* Work to be completed
Count how many rows below contain the string "bark", treating uppercase and lowercase as different. Reply with the number alone.

* Source data
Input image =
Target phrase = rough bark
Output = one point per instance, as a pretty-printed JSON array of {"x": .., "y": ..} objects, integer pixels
---
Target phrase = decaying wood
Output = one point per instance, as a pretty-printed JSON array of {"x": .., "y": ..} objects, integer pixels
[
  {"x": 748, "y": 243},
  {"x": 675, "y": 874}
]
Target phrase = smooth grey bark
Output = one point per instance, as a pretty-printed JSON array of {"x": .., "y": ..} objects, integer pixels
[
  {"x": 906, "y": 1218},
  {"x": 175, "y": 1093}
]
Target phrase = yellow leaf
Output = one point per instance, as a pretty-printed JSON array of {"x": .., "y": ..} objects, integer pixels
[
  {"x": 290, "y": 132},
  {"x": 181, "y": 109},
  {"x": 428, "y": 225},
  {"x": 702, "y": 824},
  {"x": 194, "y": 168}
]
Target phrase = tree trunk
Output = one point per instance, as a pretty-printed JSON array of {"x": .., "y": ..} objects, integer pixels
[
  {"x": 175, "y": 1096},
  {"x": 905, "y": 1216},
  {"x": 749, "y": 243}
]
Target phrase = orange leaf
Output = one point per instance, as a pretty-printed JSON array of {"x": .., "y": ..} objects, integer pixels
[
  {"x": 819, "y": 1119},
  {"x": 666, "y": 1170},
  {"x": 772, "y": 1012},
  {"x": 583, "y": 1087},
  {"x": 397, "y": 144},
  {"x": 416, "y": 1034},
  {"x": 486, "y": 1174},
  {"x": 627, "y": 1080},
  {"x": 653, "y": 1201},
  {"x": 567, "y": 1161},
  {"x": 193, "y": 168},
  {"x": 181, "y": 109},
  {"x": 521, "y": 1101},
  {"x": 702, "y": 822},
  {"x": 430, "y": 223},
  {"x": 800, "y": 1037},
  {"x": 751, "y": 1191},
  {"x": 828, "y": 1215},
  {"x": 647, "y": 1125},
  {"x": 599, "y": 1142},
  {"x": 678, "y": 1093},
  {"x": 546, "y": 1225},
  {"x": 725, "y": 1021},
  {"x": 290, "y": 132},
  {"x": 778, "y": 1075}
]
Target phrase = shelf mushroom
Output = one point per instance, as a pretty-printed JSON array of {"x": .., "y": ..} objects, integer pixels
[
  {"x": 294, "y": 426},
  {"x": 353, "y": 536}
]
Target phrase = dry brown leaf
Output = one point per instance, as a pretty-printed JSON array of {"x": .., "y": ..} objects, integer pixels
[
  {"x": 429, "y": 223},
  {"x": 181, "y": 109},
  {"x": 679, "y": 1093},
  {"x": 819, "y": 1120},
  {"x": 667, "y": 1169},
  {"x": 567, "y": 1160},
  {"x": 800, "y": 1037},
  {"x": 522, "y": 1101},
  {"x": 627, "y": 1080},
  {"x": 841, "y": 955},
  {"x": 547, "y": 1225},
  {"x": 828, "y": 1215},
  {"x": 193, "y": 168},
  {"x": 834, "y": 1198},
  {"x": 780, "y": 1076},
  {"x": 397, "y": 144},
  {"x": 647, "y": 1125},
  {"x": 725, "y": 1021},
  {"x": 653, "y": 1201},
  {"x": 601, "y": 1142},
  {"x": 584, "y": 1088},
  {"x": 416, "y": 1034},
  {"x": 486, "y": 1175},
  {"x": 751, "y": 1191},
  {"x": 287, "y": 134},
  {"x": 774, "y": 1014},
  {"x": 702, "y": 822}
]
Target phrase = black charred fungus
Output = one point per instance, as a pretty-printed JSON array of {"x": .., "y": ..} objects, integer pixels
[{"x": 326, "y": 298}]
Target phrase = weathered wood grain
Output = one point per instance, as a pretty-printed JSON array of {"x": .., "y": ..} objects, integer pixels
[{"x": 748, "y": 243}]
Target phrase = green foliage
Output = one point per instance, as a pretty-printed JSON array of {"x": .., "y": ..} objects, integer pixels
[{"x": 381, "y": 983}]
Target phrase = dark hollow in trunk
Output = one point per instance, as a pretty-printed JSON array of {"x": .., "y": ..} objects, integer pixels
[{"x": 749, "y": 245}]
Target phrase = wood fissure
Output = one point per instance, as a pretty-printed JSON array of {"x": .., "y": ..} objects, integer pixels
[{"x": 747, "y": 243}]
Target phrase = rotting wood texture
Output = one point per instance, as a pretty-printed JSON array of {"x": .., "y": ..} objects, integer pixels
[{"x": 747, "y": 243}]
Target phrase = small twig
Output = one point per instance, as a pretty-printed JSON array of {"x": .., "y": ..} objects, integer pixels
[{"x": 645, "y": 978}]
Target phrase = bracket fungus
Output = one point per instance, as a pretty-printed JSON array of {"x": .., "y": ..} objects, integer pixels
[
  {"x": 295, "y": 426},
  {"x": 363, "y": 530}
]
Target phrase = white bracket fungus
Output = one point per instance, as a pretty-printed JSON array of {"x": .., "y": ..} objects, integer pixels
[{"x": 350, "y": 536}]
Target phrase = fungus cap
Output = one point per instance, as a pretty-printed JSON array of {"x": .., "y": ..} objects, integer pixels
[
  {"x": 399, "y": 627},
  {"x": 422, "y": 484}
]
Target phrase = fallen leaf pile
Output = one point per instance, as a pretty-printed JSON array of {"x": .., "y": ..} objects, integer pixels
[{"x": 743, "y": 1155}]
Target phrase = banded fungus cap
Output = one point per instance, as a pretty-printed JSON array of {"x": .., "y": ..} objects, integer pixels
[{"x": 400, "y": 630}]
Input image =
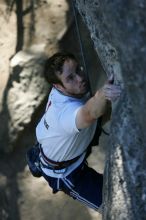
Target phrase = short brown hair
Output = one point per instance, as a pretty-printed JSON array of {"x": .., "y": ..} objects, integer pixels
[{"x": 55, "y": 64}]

* Written solution
2